**Problem to solve**
Carry the passage on MRI findings in anti-MOG antibody and seronegative patients forward, picking up right after its final line.

**Reading text**
■ ■ ■

Anti-MOG antibody negative patients (n=62) included isolated LETM 45.2% (28/62), NMO 27.4% (17/62), RON 17.7% (11/62) and recurrent LETM 9.7% (6/62). Seronegative patients had a similar age of onset of disease as anti-MOG+ patients (see Supplementary Tables 1 and 2), no gender predilection and had greater disability. The latter may be accounted for by the high number of patients with LETM in this group.
Unilateral or bilateral thickening of the optic nerve with T2 weighted (T2W) hyperintense signals and/or patchy enhancement was seen in 61.5% (8/13) of anti-MOG+ patients. Optic chiasm was partially involved (Figure 1(a–c)) in 15.4% (2/13). The dorsal cord was involved in 57.1% (8/14) of patients (Figure 1(d)) presenting with long segment myelitis. In the remainder, cervical cord lesions remained contained and did not extend into the cervicomedullary or caudal brainstem regions. Axial sections showed involvement of the central part of the cord in 64.3% (9/14) who had myelitis. The most common abnormality on brain MRI was subcortical white matter lesions (atypical for MS), which was seen in 24% (6/25) of patients (Figure 1(e and f)). Two patients (8%) with brain lesions had altered sensorium and headache at onset. There were no striking differences in imaging between anti-MOG+ and seronegative patients.
Figure 1.

■ ■ ■

**Record extracts**

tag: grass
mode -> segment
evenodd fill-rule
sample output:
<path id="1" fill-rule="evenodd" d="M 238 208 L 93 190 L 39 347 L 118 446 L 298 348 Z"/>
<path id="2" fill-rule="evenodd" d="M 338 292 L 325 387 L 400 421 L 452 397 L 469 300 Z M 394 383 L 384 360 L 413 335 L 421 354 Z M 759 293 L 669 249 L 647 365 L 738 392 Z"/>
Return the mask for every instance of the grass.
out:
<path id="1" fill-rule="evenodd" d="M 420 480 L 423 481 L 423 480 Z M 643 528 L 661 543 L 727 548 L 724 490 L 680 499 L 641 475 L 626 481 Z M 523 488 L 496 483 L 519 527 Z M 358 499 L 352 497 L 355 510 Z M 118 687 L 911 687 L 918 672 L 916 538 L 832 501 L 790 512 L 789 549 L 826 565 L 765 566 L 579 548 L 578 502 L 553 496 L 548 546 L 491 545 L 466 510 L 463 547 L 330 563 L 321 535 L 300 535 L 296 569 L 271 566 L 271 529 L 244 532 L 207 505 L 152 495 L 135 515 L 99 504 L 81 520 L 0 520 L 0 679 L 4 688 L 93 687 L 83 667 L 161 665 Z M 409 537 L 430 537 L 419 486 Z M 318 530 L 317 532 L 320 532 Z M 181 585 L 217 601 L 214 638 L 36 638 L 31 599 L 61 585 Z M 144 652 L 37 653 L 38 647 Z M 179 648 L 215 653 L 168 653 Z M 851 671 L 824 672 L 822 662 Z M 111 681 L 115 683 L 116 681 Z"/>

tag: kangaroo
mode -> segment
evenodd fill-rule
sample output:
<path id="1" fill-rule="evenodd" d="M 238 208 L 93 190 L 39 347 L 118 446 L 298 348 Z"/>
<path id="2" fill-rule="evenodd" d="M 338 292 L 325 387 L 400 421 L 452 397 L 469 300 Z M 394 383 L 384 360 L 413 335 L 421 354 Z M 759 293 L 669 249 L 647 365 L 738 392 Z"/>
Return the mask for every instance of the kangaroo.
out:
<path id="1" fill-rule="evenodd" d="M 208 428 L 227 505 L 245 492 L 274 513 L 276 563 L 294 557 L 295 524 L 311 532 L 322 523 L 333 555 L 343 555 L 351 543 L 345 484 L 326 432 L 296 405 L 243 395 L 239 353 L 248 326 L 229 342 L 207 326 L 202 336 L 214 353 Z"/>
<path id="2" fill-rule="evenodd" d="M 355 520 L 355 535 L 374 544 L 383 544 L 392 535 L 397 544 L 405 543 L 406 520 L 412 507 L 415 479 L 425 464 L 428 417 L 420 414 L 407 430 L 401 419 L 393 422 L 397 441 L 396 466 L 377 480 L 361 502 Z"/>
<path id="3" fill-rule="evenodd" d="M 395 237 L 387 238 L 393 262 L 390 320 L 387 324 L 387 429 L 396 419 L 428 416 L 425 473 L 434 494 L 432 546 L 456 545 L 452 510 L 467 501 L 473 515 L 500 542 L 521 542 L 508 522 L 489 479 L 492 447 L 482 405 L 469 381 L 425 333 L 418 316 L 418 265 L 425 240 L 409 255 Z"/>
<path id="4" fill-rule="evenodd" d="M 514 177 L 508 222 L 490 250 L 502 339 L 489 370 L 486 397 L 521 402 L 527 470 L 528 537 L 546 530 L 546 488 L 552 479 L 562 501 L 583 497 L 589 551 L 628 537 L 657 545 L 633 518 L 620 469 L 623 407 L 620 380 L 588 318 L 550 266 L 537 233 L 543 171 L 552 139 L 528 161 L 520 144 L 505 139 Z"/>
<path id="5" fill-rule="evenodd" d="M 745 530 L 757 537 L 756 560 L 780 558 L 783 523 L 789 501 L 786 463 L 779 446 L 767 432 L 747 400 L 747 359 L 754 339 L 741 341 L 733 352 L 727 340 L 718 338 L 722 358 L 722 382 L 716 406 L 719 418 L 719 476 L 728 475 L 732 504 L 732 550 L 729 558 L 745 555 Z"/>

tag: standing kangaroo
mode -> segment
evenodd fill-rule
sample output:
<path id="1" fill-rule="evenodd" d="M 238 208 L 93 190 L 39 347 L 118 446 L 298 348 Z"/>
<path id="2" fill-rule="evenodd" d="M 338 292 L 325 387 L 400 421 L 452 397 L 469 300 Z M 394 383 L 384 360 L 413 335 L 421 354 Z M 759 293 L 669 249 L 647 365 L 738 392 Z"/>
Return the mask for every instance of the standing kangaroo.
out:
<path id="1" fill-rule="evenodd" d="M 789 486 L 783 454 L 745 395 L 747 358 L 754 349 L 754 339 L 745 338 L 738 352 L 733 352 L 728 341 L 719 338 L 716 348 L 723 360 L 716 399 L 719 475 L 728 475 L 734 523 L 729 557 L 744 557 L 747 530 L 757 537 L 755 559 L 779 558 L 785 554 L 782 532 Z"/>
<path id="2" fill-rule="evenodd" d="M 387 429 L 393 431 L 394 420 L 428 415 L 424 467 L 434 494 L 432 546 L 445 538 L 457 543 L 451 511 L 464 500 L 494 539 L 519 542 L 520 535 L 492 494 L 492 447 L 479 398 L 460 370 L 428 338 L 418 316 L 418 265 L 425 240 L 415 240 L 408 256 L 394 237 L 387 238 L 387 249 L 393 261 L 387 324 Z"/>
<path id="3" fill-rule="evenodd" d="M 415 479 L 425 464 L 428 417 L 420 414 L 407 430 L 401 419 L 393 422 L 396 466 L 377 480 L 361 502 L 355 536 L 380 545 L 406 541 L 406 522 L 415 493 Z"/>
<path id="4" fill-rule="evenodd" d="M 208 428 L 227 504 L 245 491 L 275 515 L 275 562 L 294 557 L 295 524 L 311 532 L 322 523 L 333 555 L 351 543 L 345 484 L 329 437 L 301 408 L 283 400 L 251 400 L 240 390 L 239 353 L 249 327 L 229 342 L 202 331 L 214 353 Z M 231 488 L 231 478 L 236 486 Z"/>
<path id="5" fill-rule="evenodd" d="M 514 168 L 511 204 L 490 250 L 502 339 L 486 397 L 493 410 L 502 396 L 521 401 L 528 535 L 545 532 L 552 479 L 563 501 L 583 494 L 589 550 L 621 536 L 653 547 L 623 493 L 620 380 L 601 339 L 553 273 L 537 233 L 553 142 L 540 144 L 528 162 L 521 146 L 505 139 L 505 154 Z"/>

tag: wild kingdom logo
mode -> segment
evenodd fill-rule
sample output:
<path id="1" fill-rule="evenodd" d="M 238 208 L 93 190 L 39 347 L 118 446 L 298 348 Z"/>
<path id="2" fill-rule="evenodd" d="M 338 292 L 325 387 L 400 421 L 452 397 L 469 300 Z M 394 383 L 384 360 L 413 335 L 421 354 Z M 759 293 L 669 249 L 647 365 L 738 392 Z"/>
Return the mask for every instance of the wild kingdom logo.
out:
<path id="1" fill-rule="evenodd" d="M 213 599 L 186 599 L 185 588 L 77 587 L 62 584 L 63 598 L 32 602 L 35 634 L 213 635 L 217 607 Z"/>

■ ■ ■

**Written response**
Magnetic resonance images of the spinal cord and optic nerve in anti-MOG+ patients. Fat suppressed (FATSAT) axial image of the orbit (a) and T2 weighted (T2W) coronal images in a 31-year-old woman with recurrent optic neuritis showing thickened and hyperintense intraorbital (a) and intracranial segment (b) of the left optic nerve with extension into the optic chiasm on the left side (c). (d) T2W sagittal image of the spinal cord showing hyperintense linear cord lesion extending from upper dorsal cord to the conus in a 21-year-old man with isolated transverse myelitis. (e) and (f) 25-Year-old woman with recurrent myelitis showing atypical brain lesions.
In this retrospective analysis, all relapsing anti-MOG+ patients had been treated with immunosuppressant therapy (Table 1). Two patients with anti-MOG+ RON remained free of new attacks after discontinuation of immunosuppressants (median follow-up of 22 months). Three patients with RON received steroids during relapses but they did not take long-term immunosuppressants (Table 1; patients 17, 20, 25). One patient had been treated elsewhere initially with beta-interferon for 12 months, with clinical worsening.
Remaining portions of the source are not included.